>> BEGIN

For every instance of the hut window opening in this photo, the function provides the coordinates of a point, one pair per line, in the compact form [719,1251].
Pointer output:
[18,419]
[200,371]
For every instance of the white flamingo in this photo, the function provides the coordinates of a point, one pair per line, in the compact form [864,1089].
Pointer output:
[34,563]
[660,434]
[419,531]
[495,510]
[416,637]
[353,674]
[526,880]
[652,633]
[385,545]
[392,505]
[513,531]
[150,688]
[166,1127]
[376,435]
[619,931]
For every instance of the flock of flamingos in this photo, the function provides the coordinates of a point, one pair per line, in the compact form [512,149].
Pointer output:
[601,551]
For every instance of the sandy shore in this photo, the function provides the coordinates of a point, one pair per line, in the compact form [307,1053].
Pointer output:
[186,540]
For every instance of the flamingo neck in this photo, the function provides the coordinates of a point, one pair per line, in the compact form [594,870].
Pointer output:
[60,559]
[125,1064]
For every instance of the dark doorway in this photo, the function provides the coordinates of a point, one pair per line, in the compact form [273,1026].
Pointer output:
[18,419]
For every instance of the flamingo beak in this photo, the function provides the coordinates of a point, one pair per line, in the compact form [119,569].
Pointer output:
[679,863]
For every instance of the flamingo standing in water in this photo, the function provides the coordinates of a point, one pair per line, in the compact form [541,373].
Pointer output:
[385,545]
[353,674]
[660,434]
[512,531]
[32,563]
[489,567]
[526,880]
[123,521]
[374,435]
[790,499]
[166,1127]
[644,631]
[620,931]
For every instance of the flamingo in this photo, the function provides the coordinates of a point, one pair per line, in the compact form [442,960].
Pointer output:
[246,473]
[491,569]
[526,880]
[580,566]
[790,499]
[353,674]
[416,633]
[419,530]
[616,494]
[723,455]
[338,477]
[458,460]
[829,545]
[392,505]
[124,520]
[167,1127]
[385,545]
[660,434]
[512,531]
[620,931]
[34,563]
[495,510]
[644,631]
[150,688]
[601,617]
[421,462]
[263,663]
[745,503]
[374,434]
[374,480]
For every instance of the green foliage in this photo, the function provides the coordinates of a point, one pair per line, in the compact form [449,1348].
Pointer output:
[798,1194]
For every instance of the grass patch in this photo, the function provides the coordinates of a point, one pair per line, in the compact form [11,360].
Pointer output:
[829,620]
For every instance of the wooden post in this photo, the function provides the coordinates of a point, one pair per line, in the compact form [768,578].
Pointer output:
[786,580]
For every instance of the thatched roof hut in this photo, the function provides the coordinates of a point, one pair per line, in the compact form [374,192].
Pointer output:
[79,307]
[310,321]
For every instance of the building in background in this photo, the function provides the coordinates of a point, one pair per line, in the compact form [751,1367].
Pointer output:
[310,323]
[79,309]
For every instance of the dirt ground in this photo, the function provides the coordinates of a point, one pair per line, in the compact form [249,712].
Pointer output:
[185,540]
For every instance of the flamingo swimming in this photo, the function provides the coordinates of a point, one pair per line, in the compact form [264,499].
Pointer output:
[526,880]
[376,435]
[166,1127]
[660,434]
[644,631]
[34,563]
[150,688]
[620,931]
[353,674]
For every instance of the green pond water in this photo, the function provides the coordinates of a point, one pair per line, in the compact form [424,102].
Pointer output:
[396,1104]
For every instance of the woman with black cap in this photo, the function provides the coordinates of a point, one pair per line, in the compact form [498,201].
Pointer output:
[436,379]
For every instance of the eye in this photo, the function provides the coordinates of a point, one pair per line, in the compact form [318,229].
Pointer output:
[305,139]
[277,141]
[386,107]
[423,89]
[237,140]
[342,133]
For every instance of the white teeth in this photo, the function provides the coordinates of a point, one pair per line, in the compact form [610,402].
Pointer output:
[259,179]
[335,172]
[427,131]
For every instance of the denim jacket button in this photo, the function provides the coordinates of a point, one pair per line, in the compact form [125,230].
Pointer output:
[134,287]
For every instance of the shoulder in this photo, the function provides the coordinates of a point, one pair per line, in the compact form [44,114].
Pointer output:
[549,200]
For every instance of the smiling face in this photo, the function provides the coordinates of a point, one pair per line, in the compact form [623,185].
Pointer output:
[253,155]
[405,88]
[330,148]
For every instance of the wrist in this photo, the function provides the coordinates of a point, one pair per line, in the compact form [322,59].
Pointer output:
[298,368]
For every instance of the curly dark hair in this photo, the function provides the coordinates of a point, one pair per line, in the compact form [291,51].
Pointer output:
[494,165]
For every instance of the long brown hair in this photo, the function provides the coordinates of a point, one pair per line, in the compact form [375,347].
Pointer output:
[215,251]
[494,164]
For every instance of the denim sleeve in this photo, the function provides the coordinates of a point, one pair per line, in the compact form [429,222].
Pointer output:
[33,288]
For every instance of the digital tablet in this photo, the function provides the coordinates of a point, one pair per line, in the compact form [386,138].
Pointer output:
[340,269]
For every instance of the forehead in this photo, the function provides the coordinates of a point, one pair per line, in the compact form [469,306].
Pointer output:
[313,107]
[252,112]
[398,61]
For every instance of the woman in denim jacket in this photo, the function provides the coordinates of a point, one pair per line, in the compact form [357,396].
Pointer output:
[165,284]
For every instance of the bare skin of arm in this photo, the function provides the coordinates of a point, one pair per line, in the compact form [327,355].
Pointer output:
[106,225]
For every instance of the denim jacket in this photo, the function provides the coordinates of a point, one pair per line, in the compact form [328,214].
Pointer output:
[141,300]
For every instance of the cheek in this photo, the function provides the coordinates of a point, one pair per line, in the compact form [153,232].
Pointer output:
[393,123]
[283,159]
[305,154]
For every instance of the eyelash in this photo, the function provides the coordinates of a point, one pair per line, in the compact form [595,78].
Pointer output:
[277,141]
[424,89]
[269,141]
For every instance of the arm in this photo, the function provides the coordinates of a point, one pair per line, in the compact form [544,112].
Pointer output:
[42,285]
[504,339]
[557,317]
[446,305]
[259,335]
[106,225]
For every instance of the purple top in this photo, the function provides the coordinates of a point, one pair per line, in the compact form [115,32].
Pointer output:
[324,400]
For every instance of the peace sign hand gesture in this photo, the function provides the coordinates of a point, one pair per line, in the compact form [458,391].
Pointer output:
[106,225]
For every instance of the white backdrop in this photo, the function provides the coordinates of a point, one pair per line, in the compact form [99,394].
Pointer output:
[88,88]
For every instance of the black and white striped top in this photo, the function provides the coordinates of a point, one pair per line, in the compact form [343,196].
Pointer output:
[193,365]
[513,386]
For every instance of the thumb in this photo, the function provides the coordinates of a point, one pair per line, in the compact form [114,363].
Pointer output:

>> END

REQUIRED WORK: Exactly reproduce every record.

THE RESULT:
For every instance of the hut window opening in this photo, the function provides the coordinates of a point, one pair per line, in the compact form [719,1251].
Pointer output:
[18,419]
[200,371]
For every instance of the white flamingo in this photo, the function provides the coordinates of a point, one pair per line, in the compact form [864,1089].
Pointer output:
[34,563]
[660,434]
[419,531]
[495,510]
[416,637]
[353,674]
[526,880]
[652,633]
[385,545]
[392,505]
[513,531]
[150,688]
[166,1127]
[376,435]
[619,931]
For every instance of the flock of flamingos in this photo, the function provides the coordinates of a point, one pair per line, in the compact form [512,149].
Pointer output:
[601,551]
For every instance of the sandy shore in this photo, the function provides the coordinates of a point, one pair per line, in the compact form [307,1053].
Pointer output:
[186,540]
For every instance of the flamingo neck in this photo, the function provides the coordinates of a point, one pair per line, in the compact form [594,870].
Pointer output:
[60,559]
[125,1064]
For every instance of the dark doorway in this photo, the function provides the coordinates of a point, one pair per line, in the compact form [273,1026].
Pointer output:
[18,419]
For every instance of the flamingo beak in this photo, the function provides the coordinates of a point, one pair per line, in the compact form [119,569].
Pointer output:
[679,863]
For every instance of the flamingo standing in water in this photo, the function provides the coordinates of a point, one pair per line, in the compact form [541,373].
Pointer output:
[385,545]
[353,674]
[660,434]
[512,531]
[32,563]
[489,567]
[526,880]
[123,521]
[374,435]
[790,499]
[166,1127]
[644,631]
[620,931]
For every instance of the flamingo in this photo, the function provides the coordinates of a point, one pair per line, in the compact form [442,960].
Pointer output:
[246,473]
[491,569]
[526,880]
[580,566]
[790,499]
[353,674]
[416,633]
[419,530]
[616,494]
[723,455]
[338,477]
[458,460]
[829,545]
[392,505]
[124,520]
[167,1127]
[385,545]
[660,434]
[512,531]
[620,931]
[34,563]
[495,510]
[644,631]
[150,688]
[601,617]
[421,462]
[263,663]
[745,503]
[374,434]
[374,480]
For every instance of the green foliage in this photo, the function provides the coordinates of a point, one pair per line, in the compact form [449,1348].
Pointer output:
[798,1194]
For every instance of the grass patch in this photo, the function provides the coordinates of a point, one pair per line, in the compact form [11,360].
Pointer output:
[829,620]
For every instance of the wooden post in this photo, the function provides the coordinates of a point, one pair per line, in the compact form [768,578].
Pointer output:
[786,580]
For every instance of the thatched roof hut in this photo, the function provides the coordinates of a point, one pair per line, in the compact form [374,192].
Pointer output:
[79,307]
[310,321]
For every instance of the building in background in this photo, the function provides the coordinates of a point, one pair per line, in the compact form [751,1367].
Pointer output:
[310,323]
[79,309]
For every instance of the dirt ground in this photo, the function provides the coordinates of a point, one pair per line, in the compact form [249,712].
Pointer output:
[185,540]
For every instance of the flamingo swimming in this photo, the function provides the coordinates of a point, one pair per line, in the compact form [264,499].
Pointer output:
[526,880]
[376,435]
[166,1127]
[660,434]
[644,631]
[34,563]
[150,688]
[620,931]
[353,674]
For every instance of the green pond water in this photo, the function provides the coordinates of a point, one pair per line, in the compact form [424,102].
Pointer output:
[396,1104]
For every instance of the woman with black cap in this photo, the function provides the coordinates of a point, one pair per line, in the compact form [498,201].
Pointer output:
[436,379]
For every instance of the eye in this photo, the function provides the coordinates of a point, one pair per line, in the compact form [318,229].
Pointer output:
[305,139]
[277,141]
[386,107]
[423,89]
[237,140]
[342,133]
For every instance of the white teeth in this photo, the function provides the coordinates of a point, one pair per line, in the compact form [610,402].
Pointer output:
[259,179]
[335,172]
[427,131]
For every instance of the denim jacket button in this photo, the function provides the coordinates of a point, one pair per line, in the compact form [125,230].
Pointer output:
[134,287]
For every instance of the shoulder in this photo, the function provides the coordinates of a point, one pair per line, in the compact form [44,114].
Pointer output:
[549,200]
For every instance of the smiling face in this photo, the function provides the coordinates of a point, one pair per line, in the compact form [623,185].
Pointer output:
[253,155]
[405,88]
[330,148]
For every instance of the wrist in this photo, the function provides the coordinates of a point, one pair per line, in the compact form [322,59].
Pointer output:
[298,368]
For every instance of the curly dark hair in this photo, the function provides the coordinates of a point, one pair per line, in the compact form [291,51].
Pointer output:
[494,165]
For every instance of the long brown hair in this photo, the function provides the coordinates of a point, one pair per line, in the compact form [375,347].
Pointer output:
[215,251]
[494,164]
For every instance of the denim sleeve in this photo, the function provides the coordinates of a point, one pair per line, in the compact form [429,222].
Pointer output:
[33,288]
For every instance of the digital tablet in this photo, the function provides the coordinates of a point, one pair per line, in the compact form [386,138].
Pointer output:
[340,269]
For every instance of the forehead in this photo, the function provides the coordinates of a point, one pair per line, in the compact form [469,306].
Pointer output:
[313,107]
[252,112]
[398,61]
For every instance of the woman in denim jacket in this photo, the function provides the coordinates of a point, one pair per line, in the compact form [357,396].
Pointer output:
[165,284]
For every instance of the bare skin of arm in this photo, the function provides the coordinates of a point, one pair per line, in the compact form [327,355].
Pointer output:
[106,225]
For every instance of the denim jacket in this photo, the function provides the coordinates of a point, one pair per line, in the compact form [328,214].
Pointer output:
[141,300]
For every instance of the cheek in this photo, the function provides the coordinates of a point, one pair per line, in the compact form [153,232].
Pointer output:
[393,123]
[283,159]
[305,154]
For every instance of the eyelash in this photo, the function provides the coordinates of a point, one pair per line, in the compact form [595,78].
Pointer output:
[277,141]
[424,89]
[269,141]
For every instance of the arm in this photo, the function provides the coordinates of a point, one pair per line, in the compact form [544,112].
Pointer output:
[42,285]
[504,339]
[557,317]
[446,305]
[259,335]
[106,225]
For every instance of the purple top in this photo, the function provides the coordinates of a point, one pair per line, in the compact form [115,32].
Pointer output:
[324,400]
For every instance of the peace sign hand gesture in this photo, the function provides the coordinates of a point, one pair per line, in the compact form [458,391].
Pointer output:
[106,225]
For every instance of the white backdrop in this photo, the function provides the coordinates of a point, one pair per line, in the compact form [99,394].
Pointer output:
[88,88]
For every instance of the black and white striped top in this photo, the function provides the coordinates of a point, one pair per line, in the compact form [343,196].
Pointer output:
[193,365]
[513,386]
For every instance of the thumb in this photo, the function provides the coordinates of a point, one pair per line, in the compact form [114,363].
Pointer output:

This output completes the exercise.